→ DATA FOR THIS EXERCISE
•••
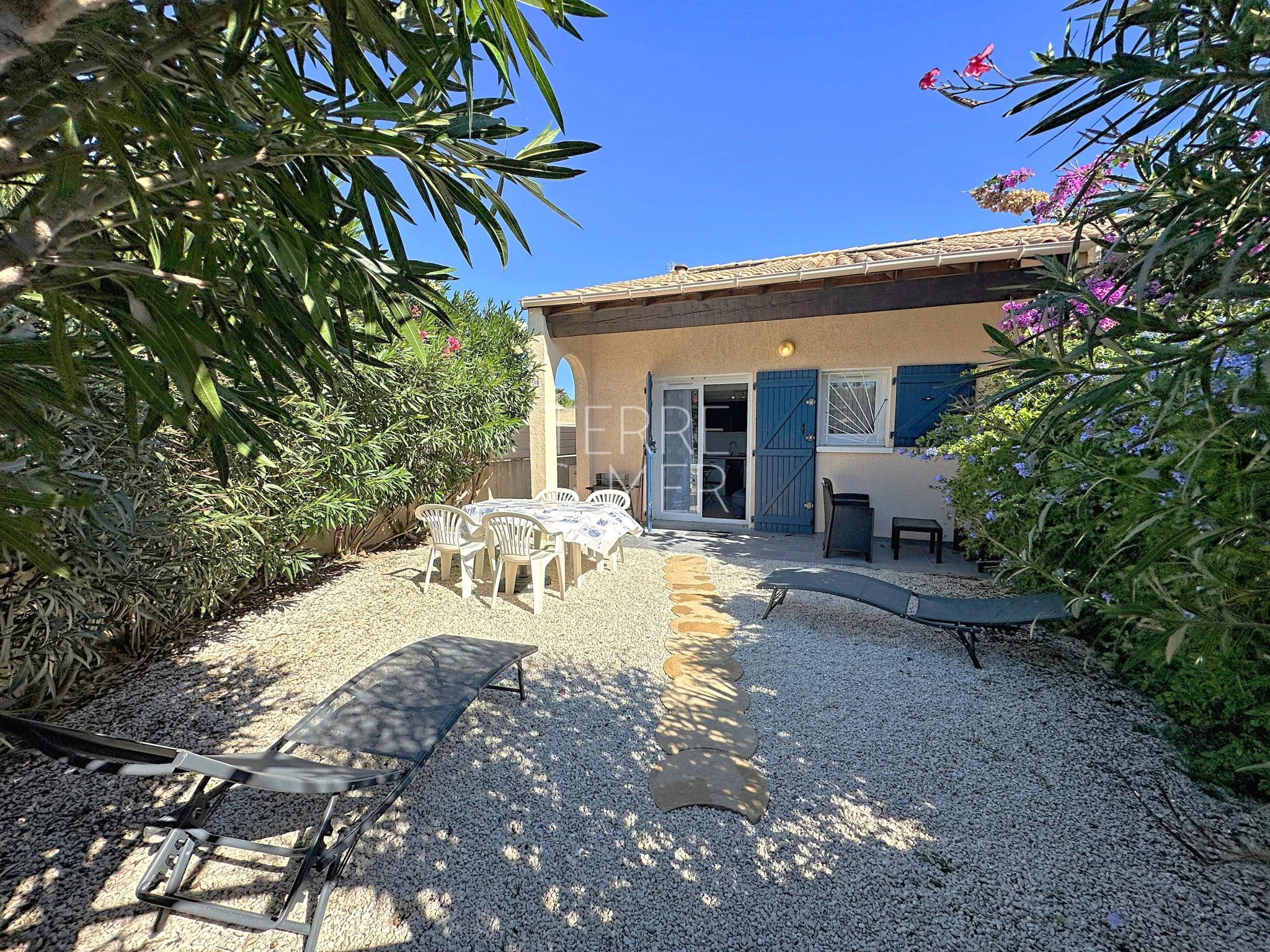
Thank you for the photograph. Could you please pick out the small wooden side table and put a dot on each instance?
(931, 527)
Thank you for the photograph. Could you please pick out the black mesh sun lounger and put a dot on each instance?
(398, 708)
(963, 617)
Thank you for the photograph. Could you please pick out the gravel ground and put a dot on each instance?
(916, 801)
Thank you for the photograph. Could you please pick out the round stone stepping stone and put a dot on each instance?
(695, 626)
(709, 778)
(696, 730)
(696, 598)
(704, 614)
(681, 664)
(705, 694)
(704, 646)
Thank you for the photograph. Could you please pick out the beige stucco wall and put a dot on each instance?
(610, 372)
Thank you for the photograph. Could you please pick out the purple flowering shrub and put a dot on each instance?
(1153, 518)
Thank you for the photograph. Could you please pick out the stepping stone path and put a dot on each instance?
(703, 730)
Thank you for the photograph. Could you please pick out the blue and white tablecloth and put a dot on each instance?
(597, 526)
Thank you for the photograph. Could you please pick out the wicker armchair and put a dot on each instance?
(848, 522)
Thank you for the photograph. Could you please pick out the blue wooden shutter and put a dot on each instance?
(785, 451)
(648, 452)
(923, 392)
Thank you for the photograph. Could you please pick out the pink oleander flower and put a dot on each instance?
(980, 63)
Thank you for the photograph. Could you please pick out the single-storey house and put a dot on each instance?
(726, 392)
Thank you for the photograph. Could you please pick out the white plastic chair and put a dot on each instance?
(451, 532)
(557, 495)
(522, 540)
(623, 500)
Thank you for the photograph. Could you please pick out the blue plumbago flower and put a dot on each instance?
(1240, 364)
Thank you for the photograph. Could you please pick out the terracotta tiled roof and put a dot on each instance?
(894, 253)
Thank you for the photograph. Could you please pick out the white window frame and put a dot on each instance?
(879, 441)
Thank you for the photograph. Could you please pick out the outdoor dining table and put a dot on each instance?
(595, 526)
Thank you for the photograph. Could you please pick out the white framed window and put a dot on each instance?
(855, 408)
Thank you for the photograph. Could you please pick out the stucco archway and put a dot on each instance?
(580, 392)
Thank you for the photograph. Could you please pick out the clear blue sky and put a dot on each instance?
(737, 128)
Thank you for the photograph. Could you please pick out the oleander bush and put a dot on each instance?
(159, 536)
(1152, 522)
(1121, 452)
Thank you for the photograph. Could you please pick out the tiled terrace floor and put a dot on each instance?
(915, 555)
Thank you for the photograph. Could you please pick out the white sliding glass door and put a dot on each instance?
(690, 472)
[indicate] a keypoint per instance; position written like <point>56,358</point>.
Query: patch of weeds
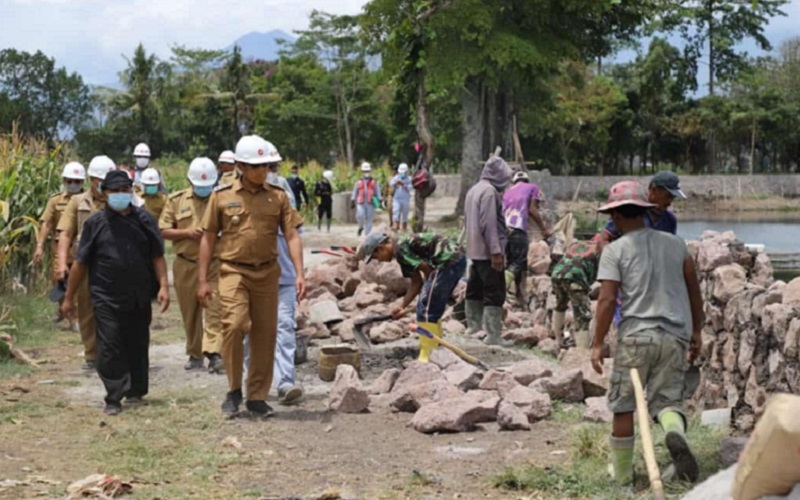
<point>566,413</point>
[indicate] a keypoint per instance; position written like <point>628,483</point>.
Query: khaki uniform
<point>52,214</point>
<point>78,210</point>
<point>185,211</point>
<point>248,226</point>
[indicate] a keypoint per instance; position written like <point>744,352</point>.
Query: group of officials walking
<point>229,231</point>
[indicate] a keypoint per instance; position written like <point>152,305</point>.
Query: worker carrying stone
<point>365,199</point>
<point>70,227</point>
<point>572,279</point>
<point>660,332</point>
<point>520,203</point>
<point>241,223</point>
<point>72,178</point>
<point>434,263</point>
<point>181,222</point>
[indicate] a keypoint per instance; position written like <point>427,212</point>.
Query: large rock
<point>713,254</point>
<point>424,394</point>
<point>534,404</point>
<point>538,257</point>
<point>529,370</point>
<point>594,384</point>
<point>597,410</point>
<point>728,281</point>
<point>455,415</point>
<point>463,376</point>
<point>386,332</point>
<point>385,382</point>
<point>564,386</point>
<point>511,417</point>
<point>347,395</point>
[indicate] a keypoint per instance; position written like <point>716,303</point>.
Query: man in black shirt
<point>122,251</point>
<point>298,188</point>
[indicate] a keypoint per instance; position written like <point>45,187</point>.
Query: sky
<point>90,36</point>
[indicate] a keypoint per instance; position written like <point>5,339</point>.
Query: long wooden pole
<point>647,438</point>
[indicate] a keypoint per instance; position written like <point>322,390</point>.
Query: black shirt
<point>119,251</point>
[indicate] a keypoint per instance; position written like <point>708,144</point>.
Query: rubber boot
<point>674,425</point>
<point>622,459</point>
<point>493,319</point>
<point>474,312</point>
<point>557,326</point>
<point>426,345</point>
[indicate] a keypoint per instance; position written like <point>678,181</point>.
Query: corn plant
<point>29,175</point>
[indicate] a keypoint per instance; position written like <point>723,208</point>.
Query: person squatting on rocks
<point>285,380</point>
<point>72,178</point>
<point>242,222</point>
<point>226,167</point>
<point>366,198</point>
<point>519,203</point>
<point>572,279</point>
<point>486,246</point>
<point>122,253</point>
<point>154,199</point>
<point>400,187</point>
<point>434,263</point>
<point>181,222</point>
<point>298,188</point>
<point>70,228</point>
<point>656,277</point>
<point>323,192</point>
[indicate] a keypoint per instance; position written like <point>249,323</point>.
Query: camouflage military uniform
<point>572,280</point>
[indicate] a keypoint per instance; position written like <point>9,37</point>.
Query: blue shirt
<point>654,219</point>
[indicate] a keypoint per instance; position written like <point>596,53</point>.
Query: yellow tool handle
<point>647,437</point>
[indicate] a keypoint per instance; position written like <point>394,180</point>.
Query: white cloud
<point>91,35</point>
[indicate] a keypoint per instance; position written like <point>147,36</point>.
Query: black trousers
<point>486,284</point>
<point>123,340</point>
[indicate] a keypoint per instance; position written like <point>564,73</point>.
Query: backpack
<point>423,182</point>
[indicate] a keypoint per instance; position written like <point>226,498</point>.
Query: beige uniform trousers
<point>249,295</point>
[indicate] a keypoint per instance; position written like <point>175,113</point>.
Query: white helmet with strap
<point>202,172</point>
<point>74,170</point>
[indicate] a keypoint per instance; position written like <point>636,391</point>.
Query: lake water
<point>778,235</point>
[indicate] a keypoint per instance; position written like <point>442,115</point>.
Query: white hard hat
<point>202,172</point>
<point>100,166</point>
<point>254,150</point>
<point>150,177</point>
<point>74,170</point>
<point>142,150</point>
<point>520,176</point>
<point>227,157</point>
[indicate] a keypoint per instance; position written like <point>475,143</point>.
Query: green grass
<point>586,474</point>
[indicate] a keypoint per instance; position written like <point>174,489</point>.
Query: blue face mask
<point>119,201</point>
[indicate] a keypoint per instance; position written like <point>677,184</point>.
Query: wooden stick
<point>647,437</point>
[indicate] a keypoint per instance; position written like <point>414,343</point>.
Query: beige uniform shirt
<point>184,210</point>
<point>248,223</point>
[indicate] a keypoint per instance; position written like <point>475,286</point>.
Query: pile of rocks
<point>750,339</point>
<point>449,395</point>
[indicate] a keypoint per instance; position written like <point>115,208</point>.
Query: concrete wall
<point>709,186</point>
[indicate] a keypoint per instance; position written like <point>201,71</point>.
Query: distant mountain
<point>263,46</point>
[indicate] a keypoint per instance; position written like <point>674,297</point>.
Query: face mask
<point>119,201</point>
<point>256,176</point>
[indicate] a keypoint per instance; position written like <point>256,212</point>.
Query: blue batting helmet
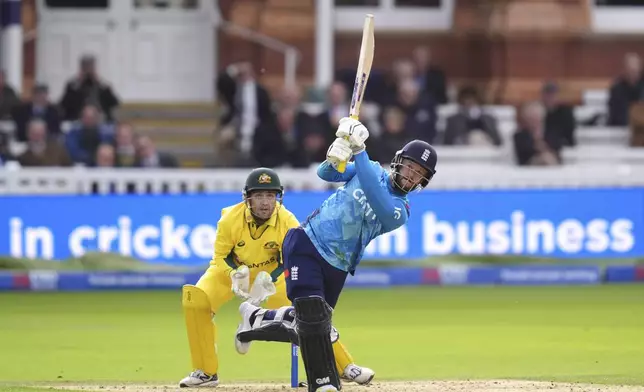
<point>417,151</point>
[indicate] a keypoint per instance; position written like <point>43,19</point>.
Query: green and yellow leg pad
<point>201,329</point>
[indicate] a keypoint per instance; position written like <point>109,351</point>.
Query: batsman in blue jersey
<point>329,245</point>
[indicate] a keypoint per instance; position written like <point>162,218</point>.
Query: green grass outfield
<point>578,334</point>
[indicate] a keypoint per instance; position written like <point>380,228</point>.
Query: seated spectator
<point>288,97</point>
<point>560,119</point>
<point>148,156</point>
<point>463,127</point>
<point>39,107</point>
<point>248,104</point>
<point>41,149</point>
<point>277,142</point>
<point>315,146</point>
<point>429,76</point>
<point>105,156</point>
<point>532,145</point>
<point>323,124</point>
<point>8,97</point>
<point>420,111</point>
<point>87,88</point>
<point>106,159</point>
<point>394,135</point>
<point>124,146</point>
<point>86,135</point>
<point>626,90</point>
<point>4,148</point>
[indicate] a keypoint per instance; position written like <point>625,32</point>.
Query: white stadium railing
<point>28,181</point>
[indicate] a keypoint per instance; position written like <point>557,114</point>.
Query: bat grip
<point>342,166</point>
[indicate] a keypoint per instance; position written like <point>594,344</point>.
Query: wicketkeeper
<point>319,255</point>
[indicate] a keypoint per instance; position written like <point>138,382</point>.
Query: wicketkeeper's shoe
<point>357,374</point>
<point>246,309</point>
<point>199,379</point>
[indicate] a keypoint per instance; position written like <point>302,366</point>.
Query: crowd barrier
<point>180,229</point>
<point>364,277</point>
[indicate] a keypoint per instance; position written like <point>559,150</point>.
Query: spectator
<point>87,88</point>
<point>319,127</point>
<point>470,121</point>
<point>105,156</point>
<point>39,107</point>
<point>430,77</point>
<point>401,70</point>
<point>86,135</point>
<point>106,159</point>
<point>532,145</point>
<point>394,135</point>
<point>315,144</point>
<point>8,98</point>
<point>277,143</point>
<point>626,90</point>
<point>124,146</point>
<point>148,156</point>
<point>560,119</point>
<point>289,97</point>
<point>4,148</point>
<point>420,111</point>
<point>41,149</point>
<point>337,104</point>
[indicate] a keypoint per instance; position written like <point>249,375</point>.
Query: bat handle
<point>342,166</point>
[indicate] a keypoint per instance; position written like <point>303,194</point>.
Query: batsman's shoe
<point>357,374</point>
<point>246,309</point>
<point>199,379</point>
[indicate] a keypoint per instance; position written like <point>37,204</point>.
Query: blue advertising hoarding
<point>180,229</point>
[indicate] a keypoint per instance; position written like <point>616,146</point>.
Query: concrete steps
<point>186,130</point>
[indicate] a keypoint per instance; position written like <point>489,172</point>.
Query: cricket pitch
<point>393,386</point>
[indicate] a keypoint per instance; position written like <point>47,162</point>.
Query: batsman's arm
<point>391,212</point>
<point>327,172</point>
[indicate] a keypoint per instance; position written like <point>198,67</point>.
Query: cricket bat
<point>362,73</point>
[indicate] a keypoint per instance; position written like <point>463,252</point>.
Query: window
<point>418,3</point>
<point>617,16</point>
<point>162,4</point>
<point>77,3</point>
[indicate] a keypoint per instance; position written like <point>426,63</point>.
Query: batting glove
<point>339,151</point>
<point>241,282</point>
<point>355,132</point>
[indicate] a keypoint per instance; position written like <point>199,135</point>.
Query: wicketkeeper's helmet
<point>263,179</point>
<point>420,152</point>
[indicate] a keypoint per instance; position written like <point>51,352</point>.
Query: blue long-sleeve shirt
<point>366,206</point>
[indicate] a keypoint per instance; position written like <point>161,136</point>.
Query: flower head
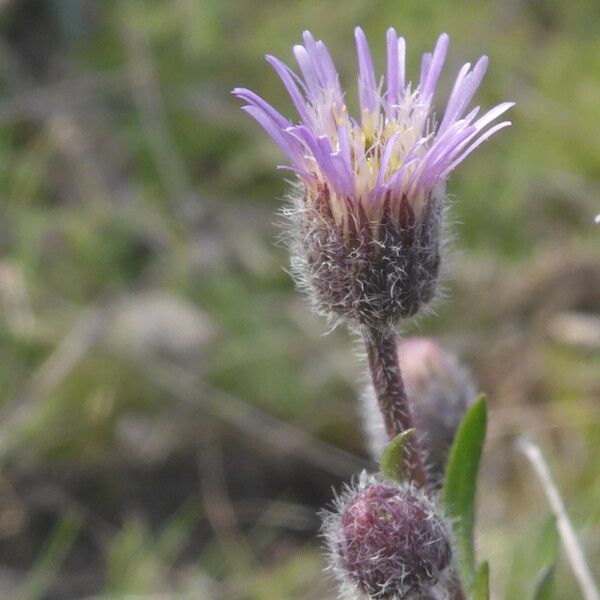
•••
→ DO THIS
Copy the lines again from the one containing "written like <point>138,382</point>." down to the one containing "<point>393,386</point>", substituting "marker" for every "keypoint" and leaving everything else unchanged.

→ RESPONSE TO THE EXERCISE
[indicate] a marker per instance; position written like <point>138,382</point>.
Query: wicketkeeper's shoe
<point>357,374</point>
<point>246,309</point>
<point>199,379</point>
[indicate] a marker per instance; position written like <point>302,366</point>.
Query: crowd barrier
<point>180,229</point>
<point>364,277</point>
[indicate] a marker per instance; position written like <point>559,150</point>.
Query: spectator
<point>87,88</point>
<point>319,127</point>
<point>470,121</point>
<point>105,156</point>
<point>39,107</point>
<point>430,77</point>
<point>401,70</point>
<point>86,135</point>
<point>106,159</point>
<point>532,145</point>
<point>394,135</point>
<point>315,144</point>
<point>8,98</point>
<point>277,143</point>
<point>626,90</point>
<point>124,146</point>
<point>148,156</point>
<point>560,119</point>
<point>289,97</point>
<point>4,148</point>
<point>420,111</point>
<point>41,149</point>
<point>337,104</point>
[indicate] a marker per instance; position written like <point>249,375</point>.
Query: bat handle
<point>342,166</point>
[indicate] a marker per instance; position written like <point>303,194</point>.
Query: batsman's shoe
<point>357,374</point>
<point>246,309</point>
<point>199,379</point>
[indicate] a marker per instance; position written like <point>37,204</point>.
Query: blue advertising hoarding
<point>180,229</point>
[indicate] a marker per instance; position written like <point>616,146</point>.
Query: concrete steps
<point>186,130</point>
[indicate] a marker per instance; position written like <point>489,172</point>.
Query: cricket pitch
<point>393,386</point>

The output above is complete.